Object location annotation data
• • • • •
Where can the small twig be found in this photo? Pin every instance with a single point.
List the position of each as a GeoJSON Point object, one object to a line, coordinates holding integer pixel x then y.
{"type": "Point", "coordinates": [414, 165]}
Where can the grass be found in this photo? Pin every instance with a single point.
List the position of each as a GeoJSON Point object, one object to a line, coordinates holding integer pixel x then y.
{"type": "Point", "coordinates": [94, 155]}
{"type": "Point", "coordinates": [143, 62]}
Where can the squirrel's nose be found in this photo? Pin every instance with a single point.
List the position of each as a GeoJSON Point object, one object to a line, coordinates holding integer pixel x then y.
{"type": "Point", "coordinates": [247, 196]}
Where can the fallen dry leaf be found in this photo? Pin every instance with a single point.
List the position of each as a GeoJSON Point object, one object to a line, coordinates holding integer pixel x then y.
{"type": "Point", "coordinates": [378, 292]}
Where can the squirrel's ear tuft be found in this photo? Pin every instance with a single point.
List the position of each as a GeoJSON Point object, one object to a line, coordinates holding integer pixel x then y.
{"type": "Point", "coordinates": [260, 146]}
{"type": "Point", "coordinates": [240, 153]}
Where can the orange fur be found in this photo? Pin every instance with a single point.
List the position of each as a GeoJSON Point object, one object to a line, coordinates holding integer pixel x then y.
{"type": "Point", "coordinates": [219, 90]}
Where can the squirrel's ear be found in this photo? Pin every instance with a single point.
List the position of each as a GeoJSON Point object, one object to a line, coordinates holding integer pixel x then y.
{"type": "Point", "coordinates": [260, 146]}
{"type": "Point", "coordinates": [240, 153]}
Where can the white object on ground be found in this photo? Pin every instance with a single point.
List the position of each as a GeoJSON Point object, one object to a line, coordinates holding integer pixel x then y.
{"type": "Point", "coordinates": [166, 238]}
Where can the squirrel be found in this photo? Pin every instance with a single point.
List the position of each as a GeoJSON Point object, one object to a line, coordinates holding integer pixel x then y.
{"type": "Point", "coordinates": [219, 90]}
• • • • •
◆ **DIRECTIVE**
Copy out each line exactly as written.

◆ **TASK ANSWER**
Where can the small twig be found in this photo? Pin every instance with a single point.
List the position of each as a GeoJSON Point object, one object to a line, coordinates holding integer pixel x then y.
{"type": "Point", "coordinates": [414, 165]}
Where can the grass be found in this photo? Pin every instance with a single point.
List the position of each as a GeoJSON Point object, one object to a line, coordinates holding integer pixel x then y.
{"type": "Point", "coordinates": [94, 155]}
{"type": "Point", "coordinates": [143, 62]}
Where can the squirrel's nose be found in this photo? Pin every instance with a single point.
List the position of each as a GeoJSON Point object, one object to a line, coordinates holding integer pixel x then y.
{"type": "Point", "coordinates": [247, 196]}
Where can the fallen dry leaf be found in this photo? Pin every instance with a single point.
List the position of each as a GeoJSON Point object, one object to a line, coordinates holding integer pixel x then y.
{"type": "Point", "coordinates": [378, 292]}
Where can the squirrel's ear tuft be found in this photo? Pin every instance with a single point.
List the position of each as a GeoJSON Point object, one object to a line, coordinates holding integer pixel x then y.
{"type": "Point", "coordinates": [260, 146]}
{"type": "Point", "coordinates": [240, 153]}
Where can the orange fur be found in this photo? Pin every instance with a single point.
List the position of each as a GeoJSON Point object, one object to a line, coordinates holding integer pixel x then y.
{"type": "Point", "coordinates": [219, 90]}
Where can the squirrel's ear be found in this photo? Pin every instance with a single point.
List the position of each as a GeoJSON Point object, one object to a line, coordinates holding integer pixel x then y.
{"type": "Point", "coordinates": [260, 146]}
{"type": "Point", "coordinates": [240, 153]}
Where can the white object on ground be found in this photo? Pin every instance with a single point.
List the position of each as a GeoJSON Point object, one object to a line, coordinates holding integer pixel x then y.
{"type": "Point", "coordinates": [166, 238]}
Where can the squirrel be found in this photo? Pin every instance with a single point.
List the position of each as a GeoJSON Point object, one object to a line, coordinates holding integer pixel x then y.
{"type": "Point", "coordinates": [219, 90]}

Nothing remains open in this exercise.